**BRIEF 1:**
Transcribe the passage of the profile of Jeff, the former Harvard Medical School dean, that opens with the words containing "Jeff has been" and closes with "school’s academic research.".
**BRIEF 2:**
Write the next part of the profile of Jeff, the former Harvard Medical School dean, picking up after its last sentence.

**TEXT SEGMENT:**
══════════════════════════════

Jeff has been at the top of his field as a physician, a scientist, and an educator. As the dean of Harvard Medical School from 2007 to 2016, he led a transformation of the medical school’s curriculum. “The job,” he says, “was totally different from anything I’d done before.” Jeff added online distance learning to HMS’ educational capabilities and created a Department of Biomedical Informatics to help Harvard find ways to bring the digital revolution to health care. All this while doing the usual dean stuff, like overseeing the medical school’s $700 million annual budget and its $4 billion endowment, leading its 10,000 full-time faculty, managing alumni affairs, and supervising the school’s academic research.

Before becoming dean, Jeff was best known for his work on insulin, and on the biochemical basis of obesity and starvation. He was the first to discover that a hormone called leptin played a key role in the way animals and humans adapt to starvation. “If you don’t have leptin, either as a mouse or a human, you become massively obese with uncontrollable hunger,” Jeff explains. “If you inject leptin, you become a normal person.” For this and other work, the American Diabetes Association gave Jeff the Banting Medal for Scientific Achievement, its highest scientific honor.

While Jeff has spent most of his adult life at Harvard and in the Boston area, he grew up in the Bronx, the grandson of Russian immigrants. “A high point for me was attending the Bronx High School of Science,” he recalls. “That got me to think I wanted to go into medicine. There had been no one in medicine in my family.” From Bronx Science, Jeff went to the City College of New York, where, along with taking pre-med classes, Jeff studied philosophy and economics.

══════════════════════════════

**EXTRACTED ENTRIES:**
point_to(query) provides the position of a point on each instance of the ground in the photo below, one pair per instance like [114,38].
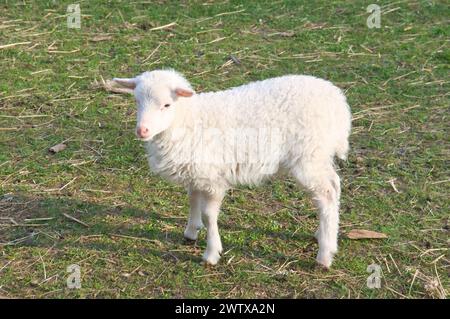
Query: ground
[396,179]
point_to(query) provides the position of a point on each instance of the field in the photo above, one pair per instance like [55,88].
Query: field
[97,205]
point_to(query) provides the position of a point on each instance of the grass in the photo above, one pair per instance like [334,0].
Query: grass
[396,80]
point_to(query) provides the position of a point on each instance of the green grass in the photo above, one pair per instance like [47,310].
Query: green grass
[396,80]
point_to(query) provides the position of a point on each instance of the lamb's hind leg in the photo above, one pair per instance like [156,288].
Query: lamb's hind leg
[210,213]
[195,216]
[324,183]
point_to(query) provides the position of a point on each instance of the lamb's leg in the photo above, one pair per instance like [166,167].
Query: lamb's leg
[210,213]
[195,216]
[326,190]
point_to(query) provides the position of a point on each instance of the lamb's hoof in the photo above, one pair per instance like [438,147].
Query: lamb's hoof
[325,260]
[211,259]
[191,236]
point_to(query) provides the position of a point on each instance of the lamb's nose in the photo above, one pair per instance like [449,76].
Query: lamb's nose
[142,132]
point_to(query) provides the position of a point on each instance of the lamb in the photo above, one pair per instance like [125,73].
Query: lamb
[210,142]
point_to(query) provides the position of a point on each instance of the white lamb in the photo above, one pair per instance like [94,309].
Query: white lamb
[211,141]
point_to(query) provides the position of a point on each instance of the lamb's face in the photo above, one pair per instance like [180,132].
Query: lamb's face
[156,105]
[157,94]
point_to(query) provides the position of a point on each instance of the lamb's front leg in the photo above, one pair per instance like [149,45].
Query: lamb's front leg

══════════════════════════════

**EXPECTED ANSWER 1:**
Jeff has been at the top of his field as a physician, a scientist, and an educator. As the dean of Harvard Medical School from 2007 to 2016, he led a transformation of the medical school’s curriculum. “The job,” he says, “was totally different from anything I’d done before.” Jeff added online distance learning to HMS’ educational capabilities and created a Department of Biomedical Informatics to help Harvard find ways to bring the digital revolution to health care. All this while doing the usual dean stuff, like overseeing the medical school’s $700 million annual budget and its $4 billion endowment, leading its 10,000 full-time faculty, managing alumni affairs, and supervising the school’s academic research.

**EXPECTED ANSWER 2:**
After med school at Mt. Sinai in New York, and a stint at the National Institutes of Health, Jeff found his way to Harvard. “I was born a Yankee fan,” he says, but “a number of years after moving to Boston I became a Red Sox fan. It took me a while to become interested in them, but now I’m a fanatic Red Sox fan.” Beth Israel Deaconess Hospital, whose academic programs Jeff once led, is an official sponsor of the baseball team.

Jeff got into hot water with some at Harvard when, in 2009, he published an op-ed for the Wall Street Journal giving a “failing grade” to the health care debate that was then roiling Washington. “In discussions with dozens of health-care leaders and economists,” he wrote, “I find near unanimity of opinion that [the Affordable Care Act] will markedly accelerate national health-care spending rather than restrain it.”

Jeff continues to be concerned about the high cost of health care: in particular, how it will make it harder for patients to afford their medicines. “Recombinant human insulin was the first biotechnology protein ever used as a medical therapy. And here we are 30 years later, and there are front page articles about people dying because they can’t afford their insulin. What’s wrong with this picture?” he asks.

Jeff has been an informative Twitter follow (@jflier) on the subject of the novel coronavirus, COVID-19, leveraging his relationships in both the scientific world and the public health community.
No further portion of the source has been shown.